* start RECORDS PROVIDED *

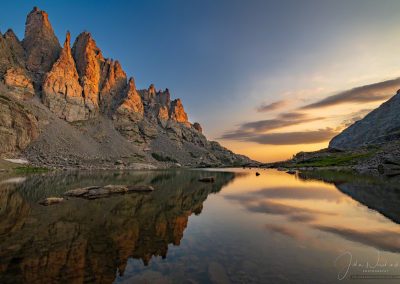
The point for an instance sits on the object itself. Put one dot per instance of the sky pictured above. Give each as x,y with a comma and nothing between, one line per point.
264,78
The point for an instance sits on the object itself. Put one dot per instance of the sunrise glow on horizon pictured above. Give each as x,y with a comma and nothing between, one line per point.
264,80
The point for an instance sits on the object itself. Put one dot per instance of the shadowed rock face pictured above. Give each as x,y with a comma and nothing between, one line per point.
18,127
40,43
380,126
131,101
89,241
62,93
79,84
378,193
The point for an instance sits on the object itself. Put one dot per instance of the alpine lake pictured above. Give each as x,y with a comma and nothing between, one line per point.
308,227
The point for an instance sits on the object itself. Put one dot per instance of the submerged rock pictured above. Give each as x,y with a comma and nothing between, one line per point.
51,201
207,179
94,192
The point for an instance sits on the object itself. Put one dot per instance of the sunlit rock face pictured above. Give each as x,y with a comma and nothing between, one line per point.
91,240
62,93
177,112
89,59
79,84
198,127
113,82
131,101
17,79
12,54
40,43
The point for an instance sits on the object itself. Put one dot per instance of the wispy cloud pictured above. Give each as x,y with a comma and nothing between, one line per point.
284,138
258,131
364,94
272,106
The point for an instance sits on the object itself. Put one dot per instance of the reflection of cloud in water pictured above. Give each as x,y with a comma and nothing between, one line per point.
382,240
290,193
299,193
284,230
259,202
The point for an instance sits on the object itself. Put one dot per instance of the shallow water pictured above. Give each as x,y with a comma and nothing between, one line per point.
275,228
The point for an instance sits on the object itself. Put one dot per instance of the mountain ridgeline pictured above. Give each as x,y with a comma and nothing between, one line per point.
380,126
67,105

* end RECORDS PROVIDED *

Take the lines from the one containing "of the wispy" to the last line of the material above and write them out exactly.

The point for an instance sits on the object itself. Put one dot per instance of the wispy cloud pictured above. Give each as x,y with a comma and nothing between, one line per point.
284,138
258,131
364,94
272,106
The point for an instance sits on the object itself. Put one dot per instance of the reflection of cloud in water pictured above. Give each as x,y with a comma and nothing between, one line per point.
382,240
290,193
299,193
284,230
259,202
The point for an instance sits on the object itself. Put one dot per instance of the shallow water pictured above. Give each as x,y with a comma and nothing between, one line per point.
275,228
The point for an instance sits on the object itself. Put one dot per instance of the mountain ridgeline pictured above. Give each as x,y with a comma and nothing between, one line per point.
380,126
67,105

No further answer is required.